start Task data
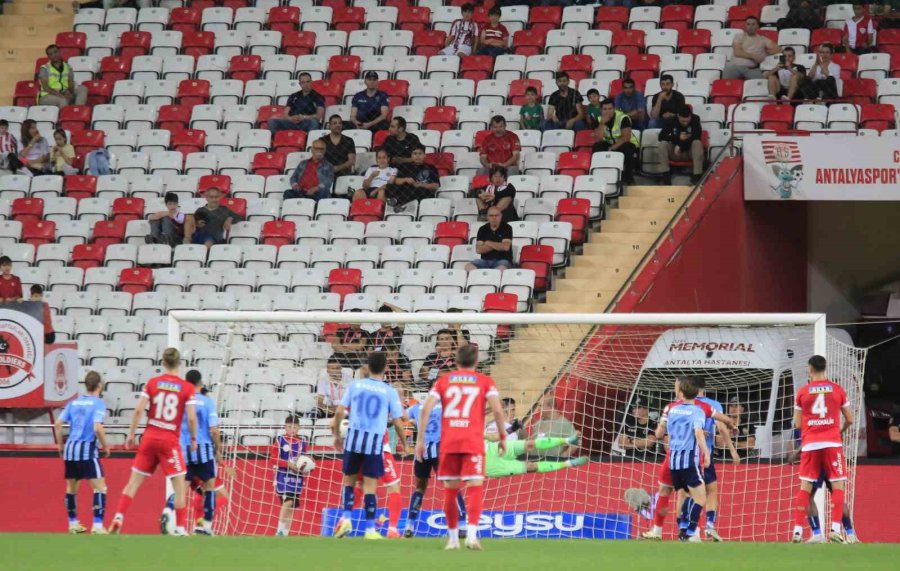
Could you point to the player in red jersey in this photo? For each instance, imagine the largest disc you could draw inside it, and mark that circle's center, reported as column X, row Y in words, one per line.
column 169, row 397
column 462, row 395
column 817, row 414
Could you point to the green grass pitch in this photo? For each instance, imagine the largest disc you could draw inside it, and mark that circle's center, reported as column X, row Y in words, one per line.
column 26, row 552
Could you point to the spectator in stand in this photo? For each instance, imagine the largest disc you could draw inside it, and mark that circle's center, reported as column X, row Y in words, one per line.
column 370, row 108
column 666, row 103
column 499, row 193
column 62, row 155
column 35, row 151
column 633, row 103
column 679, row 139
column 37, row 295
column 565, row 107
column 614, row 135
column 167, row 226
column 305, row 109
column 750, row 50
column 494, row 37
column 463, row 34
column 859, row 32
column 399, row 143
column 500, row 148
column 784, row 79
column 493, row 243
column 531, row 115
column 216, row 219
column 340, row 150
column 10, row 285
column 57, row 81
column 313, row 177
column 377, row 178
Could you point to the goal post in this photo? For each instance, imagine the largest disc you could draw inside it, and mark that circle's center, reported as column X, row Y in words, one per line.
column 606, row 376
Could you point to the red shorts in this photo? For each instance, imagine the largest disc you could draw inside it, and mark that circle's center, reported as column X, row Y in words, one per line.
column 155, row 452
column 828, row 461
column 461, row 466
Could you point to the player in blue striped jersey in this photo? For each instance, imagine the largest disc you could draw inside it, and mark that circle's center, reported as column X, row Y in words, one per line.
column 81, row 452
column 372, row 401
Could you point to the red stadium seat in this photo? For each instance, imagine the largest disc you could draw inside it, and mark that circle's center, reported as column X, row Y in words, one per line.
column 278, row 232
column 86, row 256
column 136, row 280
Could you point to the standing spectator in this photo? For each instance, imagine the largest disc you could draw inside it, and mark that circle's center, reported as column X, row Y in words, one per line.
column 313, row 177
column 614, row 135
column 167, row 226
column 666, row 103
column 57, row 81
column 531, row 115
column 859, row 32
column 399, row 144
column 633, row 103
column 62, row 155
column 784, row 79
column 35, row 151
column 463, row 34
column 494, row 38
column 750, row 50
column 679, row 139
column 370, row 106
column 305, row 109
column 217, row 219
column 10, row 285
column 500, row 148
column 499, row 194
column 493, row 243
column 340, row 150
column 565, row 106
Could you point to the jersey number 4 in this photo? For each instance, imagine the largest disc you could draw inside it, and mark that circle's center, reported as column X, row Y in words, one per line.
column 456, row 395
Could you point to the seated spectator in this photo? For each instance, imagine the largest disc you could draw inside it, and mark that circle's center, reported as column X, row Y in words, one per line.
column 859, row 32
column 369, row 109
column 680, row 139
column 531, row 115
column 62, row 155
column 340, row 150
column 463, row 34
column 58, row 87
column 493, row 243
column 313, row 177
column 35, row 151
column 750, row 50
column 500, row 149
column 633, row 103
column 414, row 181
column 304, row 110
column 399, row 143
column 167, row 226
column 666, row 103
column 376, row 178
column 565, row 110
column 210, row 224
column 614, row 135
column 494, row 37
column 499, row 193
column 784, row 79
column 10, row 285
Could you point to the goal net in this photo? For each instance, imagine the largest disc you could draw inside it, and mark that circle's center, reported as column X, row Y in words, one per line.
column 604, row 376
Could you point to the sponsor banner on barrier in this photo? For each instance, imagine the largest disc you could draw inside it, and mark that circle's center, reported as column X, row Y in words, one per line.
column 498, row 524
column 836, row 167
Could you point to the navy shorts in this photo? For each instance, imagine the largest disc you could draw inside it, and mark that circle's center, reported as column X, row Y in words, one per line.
end Task data
## Given exercise
Put every entry above into a numbered list, skipping any blank lines and omitting the pictures.

## Answer below
1. Could you point to the player in red jersey in this photo? For each instance, imagine the largest disc you could draw inside it, and mark that circle's center, reported as column X, row Y in words, one per line.
2. column 169, row 397
3. column 462, row 395
4. column 817, row 414
5. Could you point to the green grass pitch in this photo? For each instance, imagine the largest disc you could draw inside it, and mark that circle's center, reported as column X, row Y in words, one per line.
6. column 26, row 552
7. Could you point to the spectator in stand in this photo? For each instance, imagine the largest disc you could draw inside it, and mark that circle's center, reported as column X, row Y in words, one per line.
8. column 370, row 108
9. column 666, row 103
10. column 499, row 193
11. column 62, row 155
12. column 35, row 151
13. column 633, row 103
14. column 679, row 139
15. column 37, row 295
16. column 565, row 107
17. column 614, row 135
18. column 167, row 226
19. column 305, row 109
20. column 750, row 50
21. column 494, row 37
22. column 463, row 34
23. column 859, row 32
24. column 399, row 143
25. column 500, row 148
26. column 784, row 79
27. column 493, row 243
28. column 531, row 115
29. column 216, row 219
30. column 340, row 150
31. column 10, row 285
32. column 57, row 81
33. column 313, row 177
34. column 377, row 178
35. Could you point to the goal post in this photo? For each instance, imagine the largest disc you could draw inside it, and mark that circle's center, reported as column X, row Y in words, one per line.
36. column 606, row 376
37. Could you point to the red shorts in this photo? For each instance, imagine the largest disc you could draw inside it, and mark that circle's center, reported as column X, row Y in words, one per line.
38. column 155, row 452
39. column 828, row 461
40. column 461, row 466
41. Could you point to the player in blue striped jersey in this photo? For each instance, imagine the largest disc you could draw inside it, and mark that circle's center, reported as column X, row Y in words, one per line.
42. column 81, row 452
43. column 372, row 401
44. Could you point to the red stadium seat in this photo? For each instance, imagine the largest disc you could draw inside it, and mark that circle's center, reported as column X, row Y in words, one per line.
45. column 278, row 232
46. column 86, row 256
47. column 136, row 280
48. Could you point to the standing spectator in this photo? For each instance, imagine the largest disc you could draw inside it, and mark that circle's center, reported as column X, row Y in words, one per line.
49. column 313, row 177
50. column 614, row 135
51. column 167, row 226
52. column 666, row 103
53. column 57, row 81
54. column 531, row 115
55. column 859, row 32
56. column 399, row 144
57. column 633, row 103
58. column 62, row 155
59. column 784, row 79
60. column 35, row 151
61. column 463, row 34
62. column 494, row 38
63. column 750, row 50
64. column 679, row 139
65. column 370, row 106
66. column 305, row 109
67. column 217, row 219
68. column 10, row 285
69. column 500, row 148
70. column 499, row 194
71. column 493, row 243
72. column 340, row 150
73. column 565, row 106
74. Could you point to the jersey number 4 in this photo? For each instance, imagine the largest disc you could draw inside it, and mark that circle's center, reported as column X, row Y in words, one per line.
75. column 456, row 395
76. Could you point to the seated spectator in this photo? For each instance, imagine the largest disc you could draw inside it, and mark that circle's center, reported as column X, row Y in words, one per line.
77. column 859, row 32
78. column 369, row 109
79. column 680, row 139
80. column 531, row 115
81. column 62, row 155
82. column 340, row 150
83. column 463, row 34
84. column 58, row 87
85. column 493, row 243
86. column 313, row 177
87. column 35, row 151
88. column 750, row 50
89. column 500, row 149
90. column 633, row 103
91. column 414, row 181
92. column 304, row 110
93. column 399, row 143
94. column 167, row 226
95. column 666, row 103
96. column 376, row 178
97. column 565, row 110
98. column 210, row 224
99. column 614, row 135
100. column 494, row 37
101. column 499, row 193
102. column 784, row 79
103. column 10, row 285
104. Could you point to the goal net in this photo? For each instance, imagine the largest disc you could draw inside it, and mark that circle's center, reported as column X, row Y in words, one per line.
105. column 604, row 376
106. Could you point to the sponsor banner on barrier in this photo? For each instance, imagine the largest disc you could draw inside it, and mark that circle's center, reported as column X, row Y in words, one per line.
107. column 498, row 524
108. column 836, row 167
109. Could you point to the navy shorts in this photo? For each instance, imagine the largest disc you could draw inside it, and mark that circle's center, reported as column X, row Y in words, one per line.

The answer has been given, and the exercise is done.